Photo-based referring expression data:
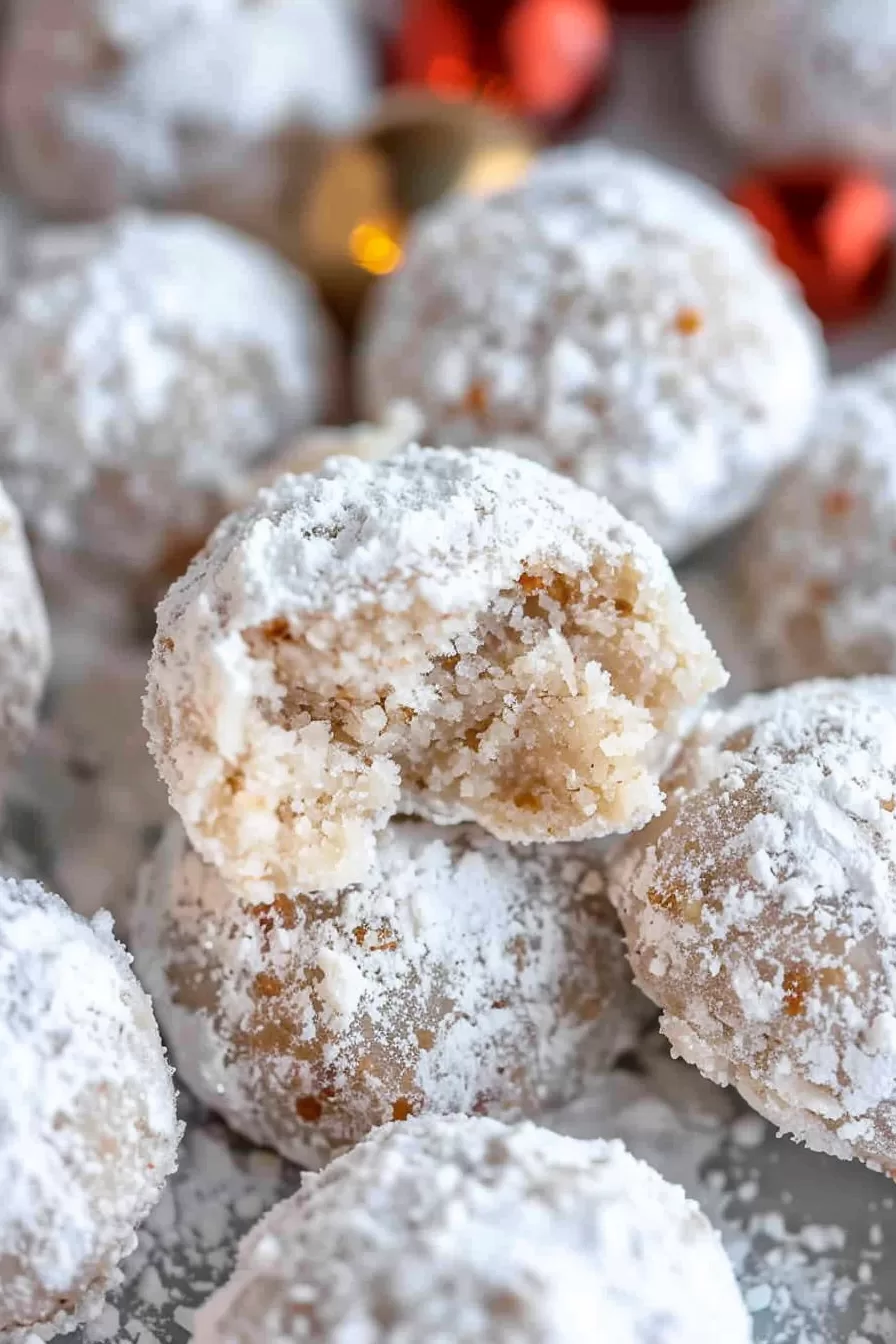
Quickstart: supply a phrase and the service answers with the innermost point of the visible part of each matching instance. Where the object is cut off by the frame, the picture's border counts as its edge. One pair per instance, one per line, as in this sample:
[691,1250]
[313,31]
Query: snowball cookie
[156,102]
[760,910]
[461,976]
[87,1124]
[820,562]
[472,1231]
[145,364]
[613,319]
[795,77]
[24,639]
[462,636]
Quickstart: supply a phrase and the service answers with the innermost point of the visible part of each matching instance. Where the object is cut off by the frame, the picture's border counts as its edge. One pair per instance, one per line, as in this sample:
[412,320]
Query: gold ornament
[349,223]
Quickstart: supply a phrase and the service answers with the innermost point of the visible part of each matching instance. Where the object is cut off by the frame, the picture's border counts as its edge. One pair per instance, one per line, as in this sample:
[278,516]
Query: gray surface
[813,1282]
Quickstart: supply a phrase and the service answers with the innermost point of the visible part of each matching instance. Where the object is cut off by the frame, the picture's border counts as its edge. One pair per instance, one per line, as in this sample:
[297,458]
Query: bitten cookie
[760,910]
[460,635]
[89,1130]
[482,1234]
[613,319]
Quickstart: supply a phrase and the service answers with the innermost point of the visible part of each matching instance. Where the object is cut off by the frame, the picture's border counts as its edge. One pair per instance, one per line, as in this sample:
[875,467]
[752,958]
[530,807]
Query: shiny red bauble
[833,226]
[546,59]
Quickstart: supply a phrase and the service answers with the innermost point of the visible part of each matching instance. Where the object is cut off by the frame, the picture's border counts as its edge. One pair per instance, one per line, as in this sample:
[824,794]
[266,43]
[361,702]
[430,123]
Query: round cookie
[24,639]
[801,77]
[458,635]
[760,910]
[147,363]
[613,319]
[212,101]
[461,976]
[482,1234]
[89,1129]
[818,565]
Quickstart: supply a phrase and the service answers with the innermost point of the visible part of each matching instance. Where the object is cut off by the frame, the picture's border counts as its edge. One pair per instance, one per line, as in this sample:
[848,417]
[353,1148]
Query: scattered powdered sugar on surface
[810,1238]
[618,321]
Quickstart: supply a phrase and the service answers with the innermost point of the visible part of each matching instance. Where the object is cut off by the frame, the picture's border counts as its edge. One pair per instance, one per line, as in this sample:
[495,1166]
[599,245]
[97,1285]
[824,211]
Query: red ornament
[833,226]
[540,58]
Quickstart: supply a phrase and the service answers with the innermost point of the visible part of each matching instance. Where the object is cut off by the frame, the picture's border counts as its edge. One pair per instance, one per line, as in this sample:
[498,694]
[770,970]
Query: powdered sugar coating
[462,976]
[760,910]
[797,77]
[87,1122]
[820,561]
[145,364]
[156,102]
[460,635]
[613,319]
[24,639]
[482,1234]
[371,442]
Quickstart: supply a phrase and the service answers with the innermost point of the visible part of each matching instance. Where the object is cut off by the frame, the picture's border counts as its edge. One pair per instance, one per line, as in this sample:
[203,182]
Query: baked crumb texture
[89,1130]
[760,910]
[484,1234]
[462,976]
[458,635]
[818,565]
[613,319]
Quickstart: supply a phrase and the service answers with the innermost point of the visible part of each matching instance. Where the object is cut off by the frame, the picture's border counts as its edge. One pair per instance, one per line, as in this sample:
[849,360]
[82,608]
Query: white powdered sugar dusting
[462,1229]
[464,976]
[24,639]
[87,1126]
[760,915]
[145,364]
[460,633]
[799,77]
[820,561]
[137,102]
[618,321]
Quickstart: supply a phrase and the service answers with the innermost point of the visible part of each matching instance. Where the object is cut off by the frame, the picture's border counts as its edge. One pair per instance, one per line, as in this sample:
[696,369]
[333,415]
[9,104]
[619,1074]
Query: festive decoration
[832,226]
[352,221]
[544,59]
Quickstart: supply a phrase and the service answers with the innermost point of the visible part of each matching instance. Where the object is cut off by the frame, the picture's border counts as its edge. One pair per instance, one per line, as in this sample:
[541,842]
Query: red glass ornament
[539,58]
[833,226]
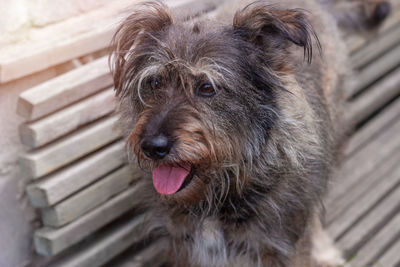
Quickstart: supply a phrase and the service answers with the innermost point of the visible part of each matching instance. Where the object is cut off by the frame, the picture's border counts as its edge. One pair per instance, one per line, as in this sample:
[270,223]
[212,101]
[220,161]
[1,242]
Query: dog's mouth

• [WORK ORDER] Taking each record in turn, retype it exactly and drop any picture.

• [ANSWER TO THE PROBLEM]
Quickstart: supply a phrase and the service answers with the innermost point of the visible part of each matching instance. Where the object is cut off by the frame, the picture's border counts as its edge. One pair per instance, one per line, as in this sample:
[691,1250]
[313,31]
Query: snowball cookie
[156,102]
[760,910]
[461,976]
[87,1124]
[820,562]
[472,1231]
[145,364]
[613,319]
[795,77]
[24,639]
[462,636]
Quickstart: supply a phrase and the service answers with the innermost point of the visible part of each matching instance. Where the object is cut off by the frame, the picture's border counts as its edge. One pair per instance, one per line, as in this sample:
[412,320]
Query: gold ornament
[349,223]
Quickstart: supply a phrase and the service answers with the innermost point of the visible part of each matching instance. Where the object is cut off by the frame, the picture's border counts as its edge. One pair per instance, one per line, as in this sample:
[278,516]
Query: gray surface
[813,1282]
Quickstart: supply a phrase and the service answers with the innermost point of the visible part of each matching instance. Where the object is cut off by the frame, the picture's border counts as its edge. One pair per instance, one per line, as in this sample:
[297,458]
Query: bitten cookie
[760,910]
[460,635]
[89,1130]
[482,1234]
[613,319]
Quickstart: supply a phrase and the service answers with the innermost point of the visible part of each matching instance. Where the object is cut off by the frame, the picture's border counts as its edge. One pair per instance, one per line, as in this sample:
[875,467]
[752,958]
[530,807]
Query: shiny red bauble
[833,226]
[546,59]
Quickstart: supply a phrase and the service answers with the innermost point of the visible part of each matching instance. Where the object is cut off by the frame, the picture's border counts as its edge. One pair per instance, one per line, as in this sample:
[824,794]
[266,43]
[361,702]
[430,123]
Query: round cookie
[24,639]
[801,77]
[458,635]
[760,910]
[147,363]
[613,319]
[212,101]
[461,976]
[482,1234]
[89,1129]
[818,565]
Quickstart: supply a phrase and the service answers with the innermost point of the visible part of each matching instance. Where the object is cut off by the frame, the picture's border counts as its edge. One pair per instance, one per line, as in this sample:
[848,417]
[353,1148]
Query: scattered powdered sugar on surface
[810,1238]
[618,321]
Quickstart: supply a phrase and the service answers with the innermost point of the visible part of each matching instance. Where the object is cut off by the frame, the picture's border counts as its edge. One pair per instance, one per line, as in this sample:
[495,1166]
[599,245]
[97,1285]
[824,211]
Query: red ornament
[833,226]
[540,58]
Quickstart: supply a phrase and the service answers with the innermost point of the visible part of each matching instance. Where the object is cut off by the frame, the picture's border counts as its edge. One pair per instance, one per line, as in this sample:
[498,694]
[770,970]
Query: powdered sugar coating
[462,976]
[760,910]
[797,77]
[87,1122]
[820,561]
[145,364]
[156,102]
[460,635]
[613,319]
[24,639]
[482,1234]
[371,442]
Quickstart: supply a phrase and the service answers with the innermost point of the visible part of each matching instance. Where the object is cut off by the frame, the picture's border counts as its edge. One pair per instance, one per line, as in this sample:
[203,182]
Query: baked crumb texture
[89,1130]
[760,910]
[484,1234]
[462,976]
[458,635]
[818,565]
[613,319]
Quickstart: supply a phrase and the service answers with the innermost point of the visible part of each matching instance. Where the object is cut off by the frame, the picture's border counts as its edge. One pair per instance, one per line, as in this sample:
[849,360]
[82,608]
Query: white powdered sugar dusting
[462,1229]
[464,976]
[24,639]
[87,1126]
[760,915]
[145,364]
[460,633]
[799,77]
[820,561]
[137,102]
[618,321]
Quickstart: supply a phrase and the service answers with the innermost point of the visible part of each matching instance. Where the object is cut off by the frame, the picture's border counts as its edge. One pair per instance, one per line, as in this sample:
[696,369]
[333,415]
[9,104]
[619,1074]
Query: festive decoration
[832,226]
[352,221]
[544,59]
Quickstart: supply a phrase and the service answers with the innermost point of the visible part of each matching instance. Where the object is cut off by the frame, the picture's border counts as its edge. One pair per instance, one per line, as in this sample:
[541,842]
Query: red glass ornament
[539,58]
[833,226]
Quickstart: supply a phrase and the service answers with the innermost point of the visible part of each matching instance. Where the object is cut off by the frame, the picture's border counts as its edge. One pair per instance, one per line, as in this sample:
[270,223]
[212,101]
[220,161]
[1,242]
Query: dog's mouth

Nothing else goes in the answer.